*WHAT IS BEING ASKED:* In the entries that follow, the lines from the one with "Where can the jersey" through the one with "Where can the raised" are the ones to write out, exactly and with both ends included. Nothing else should appear.

Extracted records:
* * * * * * * * *
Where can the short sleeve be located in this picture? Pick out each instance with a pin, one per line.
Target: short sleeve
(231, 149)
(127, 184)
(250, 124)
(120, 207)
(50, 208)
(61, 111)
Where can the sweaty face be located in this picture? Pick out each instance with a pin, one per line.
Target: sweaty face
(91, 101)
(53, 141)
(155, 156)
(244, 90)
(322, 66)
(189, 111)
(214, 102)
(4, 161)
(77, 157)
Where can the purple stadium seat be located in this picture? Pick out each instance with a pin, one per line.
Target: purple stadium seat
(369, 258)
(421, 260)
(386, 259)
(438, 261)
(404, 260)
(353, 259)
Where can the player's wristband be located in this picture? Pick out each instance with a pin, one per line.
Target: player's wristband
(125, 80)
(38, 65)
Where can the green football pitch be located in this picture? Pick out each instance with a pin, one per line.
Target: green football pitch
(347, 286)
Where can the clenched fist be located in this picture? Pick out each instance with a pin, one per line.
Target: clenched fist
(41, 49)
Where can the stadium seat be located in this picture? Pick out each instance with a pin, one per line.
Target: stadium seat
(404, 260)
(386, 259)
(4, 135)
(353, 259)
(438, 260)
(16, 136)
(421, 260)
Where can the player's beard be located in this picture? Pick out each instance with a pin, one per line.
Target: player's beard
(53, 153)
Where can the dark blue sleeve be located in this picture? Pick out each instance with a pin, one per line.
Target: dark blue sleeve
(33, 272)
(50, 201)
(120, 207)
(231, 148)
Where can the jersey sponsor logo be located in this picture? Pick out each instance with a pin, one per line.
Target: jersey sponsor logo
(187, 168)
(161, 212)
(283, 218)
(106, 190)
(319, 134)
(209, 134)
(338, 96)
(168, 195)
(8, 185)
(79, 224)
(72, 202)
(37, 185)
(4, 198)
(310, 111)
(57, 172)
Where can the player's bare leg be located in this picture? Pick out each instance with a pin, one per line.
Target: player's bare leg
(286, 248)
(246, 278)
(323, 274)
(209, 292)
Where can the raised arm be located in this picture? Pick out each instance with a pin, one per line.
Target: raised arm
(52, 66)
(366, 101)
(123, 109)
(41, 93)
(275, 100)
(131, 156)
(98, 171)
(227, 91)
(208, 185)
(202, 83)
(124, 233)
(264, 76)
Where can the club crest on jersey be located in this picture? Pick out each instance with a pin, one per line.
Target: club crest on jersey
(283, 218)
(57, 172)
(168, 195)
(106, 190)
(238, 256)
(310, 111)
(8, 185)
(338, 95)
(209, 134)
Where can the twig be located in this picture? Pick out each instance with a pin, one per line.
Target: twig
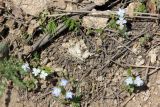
* * * * * * * * *
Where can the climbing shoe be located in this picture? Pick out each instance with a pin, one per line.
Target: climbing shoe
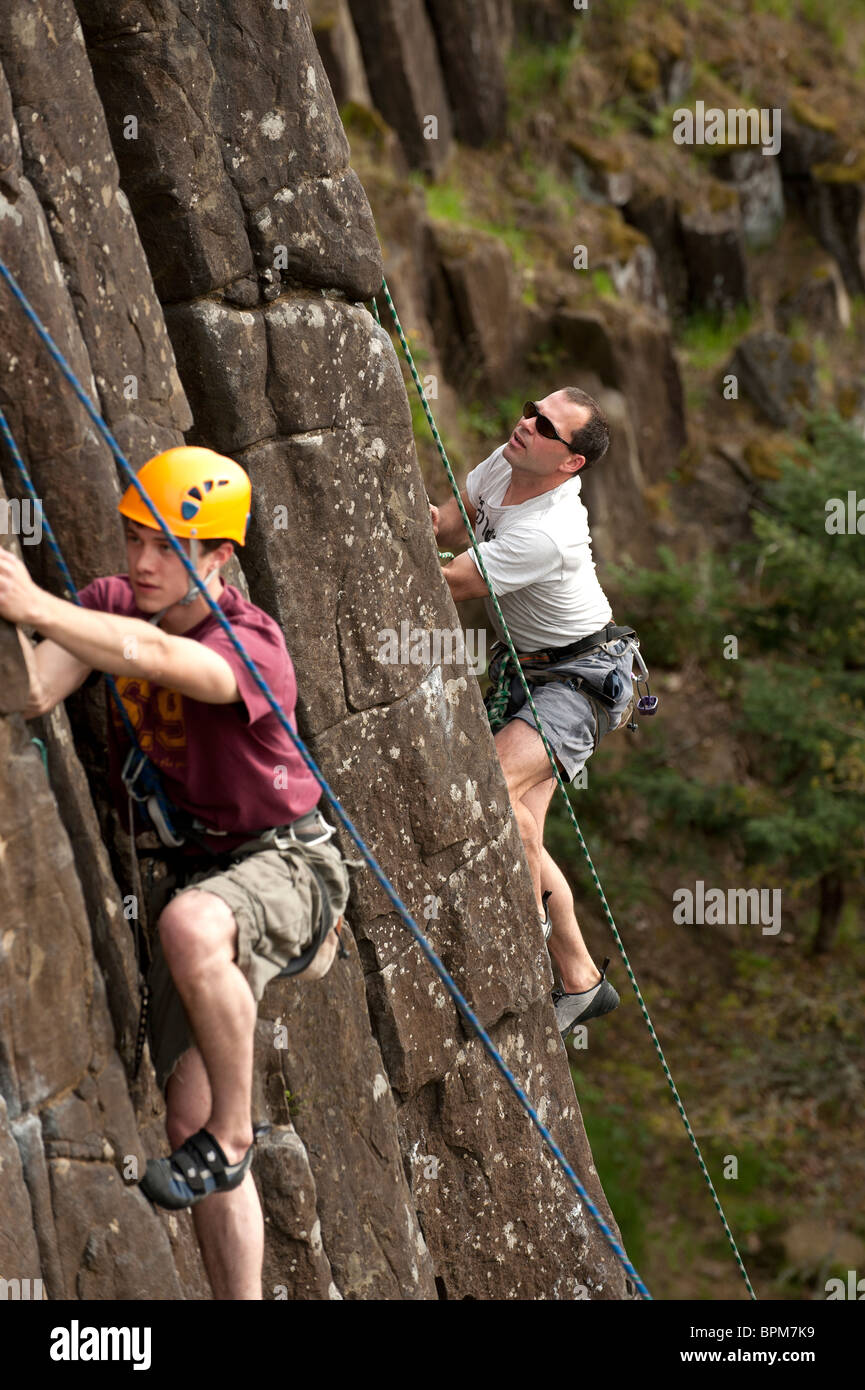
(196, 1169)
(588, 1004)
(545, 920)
* * * * * * * * *
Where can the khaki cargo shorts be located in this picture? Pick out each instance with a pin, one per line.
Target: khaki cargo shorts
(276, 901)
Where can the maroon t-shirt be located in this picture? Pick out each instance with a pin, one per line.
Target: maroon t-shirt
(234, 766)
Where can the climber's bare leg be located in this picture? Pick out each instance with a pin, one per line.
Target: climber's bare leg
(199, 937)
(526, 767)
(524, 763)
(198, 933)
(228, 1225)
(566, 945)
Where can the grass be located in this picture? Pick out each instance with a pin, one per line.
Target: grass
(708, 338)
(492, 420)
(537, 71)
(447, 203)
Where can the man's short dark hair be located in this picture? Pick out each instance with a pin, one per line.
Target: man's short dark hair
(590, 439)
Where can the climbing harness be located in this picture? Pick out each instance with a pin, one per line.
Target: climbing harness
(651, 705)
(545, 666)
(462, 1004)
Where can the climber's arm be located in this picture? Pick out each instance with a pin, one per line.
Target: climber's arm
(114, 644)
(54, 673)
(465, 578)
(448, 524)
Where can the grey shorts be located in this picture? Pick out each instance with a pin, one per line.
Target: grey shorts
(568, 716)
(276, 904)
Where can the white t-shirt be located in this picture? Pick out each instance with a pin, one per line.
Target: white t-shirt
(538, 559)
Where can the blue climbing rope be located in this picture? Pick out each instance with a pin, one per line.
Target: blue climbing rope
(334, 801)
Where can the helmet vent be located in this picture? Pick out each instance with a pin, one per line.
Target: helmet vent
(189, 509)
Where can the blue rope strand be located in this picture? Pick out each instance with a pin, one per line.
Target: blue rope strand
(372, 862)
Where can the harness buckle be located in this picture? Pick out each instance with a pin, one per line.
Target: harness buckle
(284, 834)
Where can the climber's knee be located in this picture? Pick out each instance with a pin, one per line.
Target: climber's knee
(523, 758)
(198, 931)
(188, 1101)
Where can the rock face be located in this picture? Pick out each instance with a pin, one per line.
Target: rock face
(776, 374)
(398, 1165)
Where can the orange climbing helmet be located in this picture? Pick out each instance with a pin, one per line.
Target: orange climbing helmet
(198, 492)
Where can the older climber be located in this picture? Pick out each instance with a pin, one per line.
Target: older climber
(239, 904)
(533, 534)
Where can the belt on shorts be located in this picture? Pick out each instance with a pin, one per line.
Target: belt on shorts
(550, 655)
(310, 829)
* * * * * * * * *
*RESULT OF THIS EXERCISE:*
Where can the jersey sponsor logo be located in this picture? Pick out each instance with a pin, one per line.
Target: jersey sponsor logo
(187, 168)
(161, 212)
(283, 218)
(106, 190)
(319, 134)
(209, 134)
(338, 96)
(168, 195)
(8, 185)
(79, 224)
(72, 202)
(37, 185)
(4, 198)
(310, 111)
(57, 172)
Where can the player's bare leg be located in this picture? Pick out each instance with a pin, one per line.
Target: player's bare leg
(286, 248)
(246, 278)
(323, 274)
(209, 292)
Where can the raised arm be located in this picture? Pick out each instance with a pin, one per line.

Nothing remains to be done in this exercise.